Begin AVAILABLE DATA

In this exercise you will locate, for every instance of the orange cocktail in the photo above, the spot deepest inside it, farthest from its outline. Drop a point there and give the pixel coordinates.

End AVAILABLE DATA
Begin AVAILABLE DATA

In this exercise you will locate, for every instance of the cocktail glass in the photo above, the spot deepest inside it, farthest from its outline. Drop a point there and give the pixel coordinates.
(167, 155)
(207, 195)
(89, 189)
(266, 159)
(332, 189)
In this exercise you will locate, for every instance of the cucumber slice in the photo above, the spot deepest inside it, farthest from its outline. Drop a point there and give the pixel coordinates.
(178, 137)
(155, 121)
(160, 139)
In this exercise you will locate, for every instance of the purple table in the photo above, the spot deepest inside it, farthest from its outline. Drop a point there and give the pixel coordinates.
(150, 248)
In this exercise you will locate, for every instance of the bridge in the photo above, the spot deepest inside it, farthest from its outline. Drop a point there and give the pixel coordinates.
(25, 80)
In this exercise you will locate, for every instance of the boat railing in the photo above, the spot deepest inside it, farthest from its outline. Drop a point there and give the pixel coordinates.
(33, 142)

End AVAILABLE DATA
Begin AVAILABLE DATA

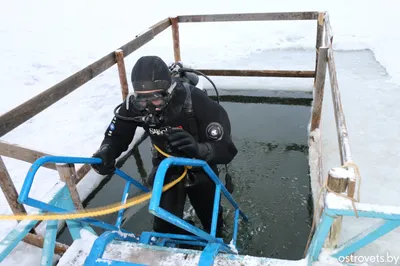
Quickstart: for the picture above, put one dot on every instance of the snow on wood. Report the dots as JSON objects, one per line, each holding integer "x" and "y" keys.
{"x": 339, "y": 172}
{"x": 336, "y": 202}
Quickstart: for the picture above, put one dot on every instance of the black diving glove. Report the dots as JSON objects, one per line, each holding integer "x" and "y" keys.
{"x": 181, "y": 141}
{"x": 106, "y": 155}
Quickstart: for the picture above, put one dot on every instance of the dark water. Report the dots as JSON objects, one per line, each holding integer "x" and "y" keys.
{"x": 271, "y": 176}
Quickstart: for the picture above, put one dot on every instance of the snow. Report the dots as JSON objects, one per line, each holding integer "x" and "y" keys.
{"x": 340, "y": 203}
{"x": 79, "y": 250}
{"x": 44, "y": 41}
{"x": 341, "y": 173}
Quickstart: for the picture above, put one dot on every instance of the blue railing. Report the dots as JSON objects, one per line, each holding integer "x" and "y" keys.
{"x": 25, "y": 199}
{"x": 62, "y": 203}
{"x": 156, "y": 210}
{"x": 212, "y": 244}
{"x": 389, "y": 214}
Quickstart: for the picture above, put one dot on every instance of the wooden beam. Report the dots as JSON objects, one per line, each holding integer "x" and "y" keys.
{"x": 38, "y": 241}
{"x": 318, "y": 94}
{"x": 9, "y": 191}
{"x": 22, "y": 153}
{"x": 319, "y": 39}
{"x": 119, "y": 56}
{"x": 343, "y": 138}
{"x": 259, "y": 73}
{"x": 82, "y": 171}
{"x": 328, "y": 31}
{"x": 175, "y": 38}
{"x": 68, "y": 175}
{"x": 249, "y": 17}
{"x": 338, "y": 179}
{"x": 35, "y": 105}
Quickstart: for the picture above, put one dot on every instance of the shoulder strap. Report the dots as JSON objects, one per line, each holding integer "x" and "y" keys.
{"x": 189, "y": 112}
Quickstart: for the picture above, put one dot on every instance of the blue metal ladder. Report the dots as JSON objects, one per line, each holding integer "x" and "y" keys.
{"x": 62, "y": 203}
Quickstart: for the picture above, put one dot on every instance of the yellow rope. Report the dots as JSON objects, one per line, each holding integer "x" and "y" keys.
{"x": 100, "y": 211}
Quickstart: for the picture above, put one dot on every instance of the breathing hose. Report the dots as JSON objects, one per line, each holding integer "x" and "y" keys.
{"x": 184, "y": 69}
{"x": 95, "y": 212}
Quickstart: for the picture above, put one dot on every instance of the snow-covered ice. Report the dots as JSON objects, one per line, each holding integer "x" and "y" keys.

End AVAILABLE DATA

PROBLEM REQUIREMENTS: Please write out, word for word, only the part of the material that opens with the line containing "the blue metal" and closes with the line containing "of the snow-covered", including both of those lines.

EXPECTED ANSWER:
Quickstart: for the picture above, put one dot on every instance of the blue metal ladder. Report the dots as JSON objects, one per line, each holding integer "x" and "y" keys.
{"x": 62, "y": 203}
Quickstart: for the picture above, put one dot on every instance of the yellow rope. Report the dots as JSON objects, one per line, each holding integer "x" and "y" keys.
{"x": 100, "y": 211}
Quickstart: for the picture above, put one dot on every instance of the breathing hose. Report the dots as JSON objects, one per line, each holding integer "x" and "y" keys.
{"x": 184, "y": 69}
{"x": 95, "y": 212}
Quickstart: for the picture above, put one dot on every instance of the snow-covered ice. Report the dots as JSON objects, one per line, each holding integer "x" and "y" keys.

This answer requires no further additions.